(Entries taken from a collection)

★ ★ ★ ★ ★

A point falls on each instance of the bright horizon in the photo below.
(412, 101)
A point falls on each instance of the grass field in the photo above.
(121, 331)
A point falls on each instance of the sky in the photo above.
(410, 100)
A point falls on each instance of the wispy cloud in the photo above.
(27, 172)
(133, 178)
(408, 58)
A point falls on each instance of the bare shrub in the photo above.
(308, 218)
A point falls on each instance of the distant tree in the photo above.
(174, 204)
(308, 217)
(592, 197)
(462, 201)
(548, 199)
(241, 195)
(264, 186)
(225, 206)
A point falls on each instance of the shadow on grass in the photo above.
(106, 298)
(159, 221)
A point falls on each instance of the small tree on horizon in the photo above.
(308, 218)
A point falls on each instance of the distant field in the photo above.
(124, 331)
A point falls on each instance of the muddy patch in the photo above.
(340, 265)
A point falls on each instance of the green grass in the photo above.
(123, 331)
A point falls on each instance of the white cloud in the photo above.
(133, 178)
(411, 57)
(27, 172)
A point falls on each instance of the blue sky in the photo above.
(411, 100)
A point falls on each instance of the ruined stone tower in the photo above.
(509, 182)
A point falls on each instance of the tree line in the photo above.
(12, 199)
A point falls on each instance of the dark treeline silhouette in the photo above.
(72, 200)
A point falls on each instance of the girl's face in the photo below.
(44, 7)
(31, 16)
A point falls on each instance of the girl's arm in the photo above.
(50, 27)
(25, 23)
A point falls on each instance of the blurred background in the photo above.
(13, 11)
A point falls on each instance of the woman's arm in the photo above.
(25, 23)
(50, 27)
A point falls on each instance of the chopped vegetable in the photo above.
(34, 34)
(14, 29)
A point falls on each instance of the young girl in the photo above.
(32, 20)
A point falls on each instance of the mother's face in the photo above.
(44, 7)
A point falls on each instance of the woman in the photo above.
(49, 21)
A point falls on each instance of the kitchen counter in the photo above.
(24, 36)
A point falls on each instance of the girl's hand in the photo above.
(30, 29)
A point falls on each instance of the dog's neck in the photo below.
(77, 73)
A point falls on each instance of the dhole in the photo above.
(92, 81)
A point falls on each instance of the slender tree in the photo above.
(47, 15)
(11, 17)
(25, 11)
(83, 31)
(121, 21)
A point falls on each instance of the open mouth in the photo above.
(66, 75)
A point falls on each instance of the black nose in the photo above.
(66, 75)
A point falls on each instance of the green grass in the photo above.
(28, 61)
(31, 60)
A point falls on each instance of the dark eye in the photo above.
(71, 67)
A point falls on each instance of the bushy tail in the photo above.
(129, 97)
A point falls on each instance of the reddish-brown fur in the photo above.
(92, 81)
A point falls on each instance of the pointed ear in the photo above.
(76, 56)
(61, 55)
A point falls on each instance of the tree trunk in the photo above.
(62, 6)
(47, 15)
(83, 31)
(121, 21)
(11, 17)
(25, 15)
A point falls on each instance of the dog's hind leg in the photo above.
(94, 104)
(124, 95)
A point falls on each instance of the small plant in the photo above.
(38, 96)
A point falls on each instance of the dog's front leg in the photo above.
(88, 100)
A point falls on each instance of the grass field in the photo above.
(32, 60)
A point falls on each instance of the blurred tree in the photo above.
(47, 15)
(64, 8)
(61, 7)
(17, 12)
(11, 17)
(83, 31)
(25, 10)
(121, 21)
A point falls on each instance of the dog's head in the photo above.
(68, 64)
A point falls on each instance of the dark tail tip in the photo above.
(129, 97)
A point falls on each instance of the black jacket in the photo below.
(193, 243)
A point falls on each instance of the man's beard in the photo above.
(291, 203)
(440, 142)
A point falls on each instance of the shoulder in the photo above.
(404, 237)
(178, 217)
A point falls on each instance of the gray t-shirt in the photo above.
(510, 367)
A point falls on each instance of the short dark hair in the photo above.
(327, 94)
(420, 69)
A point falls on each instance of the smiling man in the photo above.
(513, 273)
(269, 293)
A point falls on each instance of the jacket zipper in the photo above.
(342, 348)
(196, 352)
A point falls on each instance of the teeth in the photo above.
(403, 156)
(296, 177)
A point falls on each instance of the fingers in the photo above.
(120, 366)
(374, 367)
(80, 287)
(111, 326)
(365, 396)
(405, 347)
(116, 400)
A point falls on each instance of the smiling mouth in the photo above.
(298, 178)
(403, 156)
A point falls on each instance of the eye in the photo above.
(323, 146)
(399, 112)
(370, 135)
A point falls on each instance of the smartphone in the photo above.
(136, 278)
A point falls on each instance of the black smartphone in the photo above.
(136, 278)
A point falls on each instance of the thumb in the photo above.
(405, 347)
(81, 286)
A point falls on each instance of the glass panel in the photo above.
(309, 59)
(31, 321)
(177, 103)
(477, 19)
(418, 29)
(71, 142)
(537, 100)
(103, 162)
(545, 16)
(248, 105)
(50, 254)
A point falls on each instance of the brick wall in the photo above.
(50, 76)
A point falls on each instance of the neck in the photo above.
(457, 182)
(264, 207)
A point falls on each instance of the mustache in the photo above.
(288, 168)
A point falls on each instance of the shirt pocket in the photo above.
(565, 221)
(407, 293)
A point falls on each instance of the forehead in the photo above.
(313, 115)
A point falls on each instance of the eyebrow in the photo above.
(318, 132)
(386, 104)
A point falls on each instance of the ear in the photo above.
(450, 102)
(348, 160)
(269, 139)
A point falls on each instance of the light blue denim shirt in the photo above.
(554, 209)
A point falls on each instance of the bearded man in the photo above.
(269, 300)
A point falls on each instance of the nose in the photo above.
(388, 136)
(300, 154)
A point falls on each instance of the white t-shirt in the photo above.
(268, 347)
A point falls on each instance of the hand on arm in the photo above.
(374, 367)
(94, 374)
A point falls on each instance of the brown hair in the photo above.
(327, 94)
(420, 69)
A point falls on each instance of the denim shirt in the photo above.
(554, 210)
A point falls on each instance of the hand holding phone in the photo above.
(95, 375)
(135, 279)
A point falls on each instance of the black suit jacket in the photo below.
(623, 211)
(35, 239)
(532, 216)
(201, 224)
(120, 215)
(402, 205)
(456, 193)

★ ★ ★ ★ ★

▶ _Given task_
Give the entries once more, exactly as they appear.

▶ _Task response_
A point falls on each instance of the bright horizon in the photo below.
(412, 101)
A point falls on each instance of the grass field in the photo above.
(121, 331)
A point falls on each instance of the sky in the photo above.
(410, 100)
A point falls on each instance of the wispy cloud in the photo above.
(27, 172)
(133, 178)
(408, 58)
A point falls on each instance of the bare shrub in the photo above.
(308, 218)
A point falls on each instance of the distant tree in the photo above.
(174, 204)
(308, 217)
(592, 197)
(462, 201)
(548, 199)
(241, 195)
(264, 186)
(225, 206)
A point falls on each instance of the shadow on grass in the photo above.
(106, 298)
(159, 221)
A point falls on each instance of the small tree on horizon in the photo above.
(308, 218)
A point falls on each instance of the distant field in the photo above.
(124, 331)
A point falls on each instance of the muddy patch in the photo above.
(340, 265)
A point falls on each instance of the green grass in the photo above.
(123, 331)
A point falls on each instance of the white cloud in the photo above.
(133, 178)
(411, 57)
(27, 172)
A point falls on each instance of the blue sky in the photo above.
(411, 100)
A point falls on each instance of the ruined stone tower in the photo above.
(509, 182)
A point falls on each instance of the tree line in the photo above.
(12, 199)
A point falls on each instance of the dark treeline silhouette in the photo above.
(72, 200)
A point falls on each instance of the girl's face in the photo below.
(44, 7)
(31, 16)
A point falls on each instance of the girl's arm in the photo above.
(50, 27)
(25, 23)
A point falls on each instance of the blurred background in the photo above.
(13, 11)
A point falls on each instance of the woman's arm in the photo above.
(25, 23)
(50, 27)
A point falls on each instance of the chopped vegetable in the photo above.
(34, 34)
(14, 29)
A point falls on each instance of the young girl in the photo above.
(32, 20)
A point falls on each instance of the mother's face in the photo above.
(44, 7)
A point falls on each instance of the woman in the photo above.
(49, 21)
A point falls on each instance of the kitchen counter in the photo above.
(24, 36)
A point falls on each instance of the girl's hand in the photo above.
(30, 29)
A point falls on each instance of the dog's neck in the photo below.
(77, 73)
A point falls on each instance of the dhole in the photo above.
(92, 81)
A point falls on each instance of the slender tree in the photo above.
(47, 15)
(11, 17)
(25, 11)
(83, 31)
(121, 21)
A point falls on each instance of the open mouth in the photo above.
(66, 75)
A point falls on each instance of the black nose in the photo above.
(66, 75)
A point falls on each instance of the green grass in the photo above.
(28, 61)
(31, 60)
A point falls on each instance of the dark eye in the photo above.
(71, 67)
A point falls on each instance of the bushy tail in the photo above.
(129, 97)
A point falls on each instance of the reddish-brown fur in the photo above.
(92, 81)
A point falls on each instance of the pointed ear in the photo above.
(76, 56)
(61, 55)
A point falls on each instance of the tree trunk in the photo above.
(62, 6)
(47, 15)
(83, 31)
(121, 21)
(11, 17)
(25, 15)
A point falls on each instance of the dog's hind leg in the photo above.
(94, 104)
(124, 95)
A point falls on each instance of the small plant in the photo above.
(38, 96)
A point falls on each instance of the dog's front leg in the photo above.
(88, 100)
A point falls on each instance of the grass field in the photo above.
(32, 60)
A point falls on each instance of the blurred tree in the photo above.
(47, 15)
(64, 8)
(61, 7)
(17, 12)
(11, 17)
(83, 31)
(25, 10)
(121, 21)
A point falls on each instance of the dog's head in the photo above.
(68, 64)
A point falls on each instance of the dark tail tip in the photo above.
(129, 97)
A point falls on each instance of the black jacket in the photo below.
(193, 243)
A point falls on each instance of the man's beard in the photo above.
(291, 203)
(440, 142)
A point falls on each instance of the shoulder in the photo above.
(404, 237)
(178, 217)
A point falls on each instance of the gray t-shirt in the photo above.
(510, 367)
A point falls on each instance of the short dark hair in the photo above.
(327, 94)
(420, 69)
A point falls on each instance of the smiling man in the photo above.
(513, 273)
(269, 293)
A point falls on each instance of the jacket zipper in the photo above.
(342, 348)
(196, 352)
A point falls on each instance of the teeth in the photo above.
(403, 156)
(296, 177)
A point falls on each instance of the fingers in the photo above.
(120, 366)
(374, 367)
(80, 287)
(111, 326)
(365, 396)
(405, 347)
(116, 400)
A point falls on each instance of the smiling mouth in the photo above.
(298, 178)
(403, 156)
A point falls on each instance of the eye in the photo above.
(323, 146)
(399, 112)
(370, 135)
A point falls on each instance of the smartphone in the photo above.
(136, 278)
A point falls on each instance of the black smartphone in the photo above.
(136, 278)
A point falls on each instance of the thumb in the photo above.
(405, 347)
(81, 286)
A point falls on each instance of the glass panel in the photo above.
(309, 59)
(31, 321)
(177, 103)
(477, 19)
(418, 29)
(71, 142)
(537, 100)
(103, 162)
(545, 16)
(248, 105)
(50, 254)
A point falls on each instance of the brick wall in the photo above.
(50, 76)
A point falls on each instance of the neck in the photo above.
(457, 182)
(264, 207)
A point falls on each instance of the mustache in the photo above.
(288, 168)
A point falls on each instance of the shirt pocket in the photo above.
(565, 221)
(407, 293)
A point falls on each instance of the forehead in the photo above.
(313, 115)
A point falls on each instance of the eyebrow in the photo above.
(318, 132)
(386, 104)
A point falls on each instance of the ear in the photo above.
(450, 102)
(348, 160)
(269, 139)
A point falls on each instance of the light blue denim shirt in the photo above.
(554, 209)
A point falls on each instance of the bearded man in the photo above.
(269, 300)
A point falls on each instance of the nose in the photo above.
(388, 136)
(300, 154)
A point falls on each instance of the white t-shirt in the photo above.
(268, 347)
A point falls on each instance of the hand on arm in the photo above.
(374, 367)
(94, 374)
A point falls on each instance of the brown hair in the photo above.
(327, 94)
(420, 69)
A point falls on each instance of the denim shirt in the photo above.
(554, 210)
A point falls on each instance of the hand holding phone in the photo above.
(95, 375)
(135, 279)
A point falls on each instance of the black suit jacket in the photo below.
(623, 211)
(35, 239)
(532, 216)
(201, 224)
(120, 215)
(402, 205)
(456, 193)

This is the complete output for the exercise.